■ **DATA SHOWN**:

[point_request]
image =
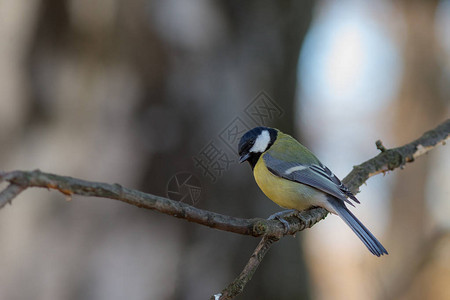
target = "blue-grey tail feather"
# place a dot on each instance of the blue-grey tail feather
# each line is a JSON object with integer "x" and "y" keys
{"x": 361, "y": 231}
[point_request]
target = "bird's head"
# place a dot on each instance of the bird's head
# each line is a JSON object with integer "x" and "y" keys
{"x": 254, "y": 143}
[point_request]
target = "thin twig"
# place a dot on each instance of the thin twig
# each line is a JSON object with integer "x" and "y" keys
{"x": 388, "y": 159}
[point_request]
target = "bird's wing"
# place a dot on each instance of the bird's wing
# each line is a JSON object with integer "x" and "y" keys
{"x": 315, "y": 175}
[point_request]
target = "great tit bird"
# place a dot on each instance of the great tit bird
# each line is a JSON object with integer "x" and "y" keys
{"x": 292, "y": 177}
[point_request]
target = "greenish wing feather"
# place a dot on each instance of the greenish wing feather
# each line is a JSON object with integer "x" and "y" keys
{"x": 309, "y": 175}
{"x": 286, "y": 148}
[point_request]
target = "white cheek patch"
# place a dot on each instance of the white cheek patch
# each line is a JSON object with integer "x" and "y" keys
{"x": 261, "y": 143}
{"x": 294, "y": 169}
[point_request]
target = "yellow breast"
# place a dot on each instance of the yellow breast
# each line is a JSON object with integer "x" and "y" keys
{"x": 286, "y": 193}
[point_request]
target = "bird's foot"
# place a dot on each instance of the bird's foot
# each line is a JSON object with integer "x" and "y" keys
{"x": 281, "y": 215}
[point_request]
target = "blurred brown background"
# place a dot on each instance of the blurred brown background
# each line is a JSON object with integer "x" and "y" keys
{"x": 133, "y": 91}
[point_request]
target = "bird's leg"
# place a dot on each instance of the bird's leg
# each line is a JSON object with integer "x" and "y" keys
{"x": 284, "y": 214}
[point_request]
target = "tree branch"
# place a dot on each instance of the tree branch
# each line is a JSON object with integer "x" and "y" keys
{"x": 271, "y": 230}
{"x": 387, "y": 160}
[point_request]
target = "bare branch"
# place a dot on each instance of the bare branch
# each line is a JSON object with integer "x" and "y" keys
{"x": 10, "y": 193}
{"x": 388, "y": 159}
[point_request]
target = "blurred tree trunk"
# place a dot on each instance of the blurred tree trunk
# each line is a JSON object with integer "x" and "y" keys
{"x": 420, "y": 106}
{"x": 256, "y": 47}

■ **STATED TASK**: Reproduce each line of the listing above in which the string "grey" appears.

■ **THE OUTPUT**:
target = "blue-grey tail feather"
# place a dot on each instance of the blue-grey tail feather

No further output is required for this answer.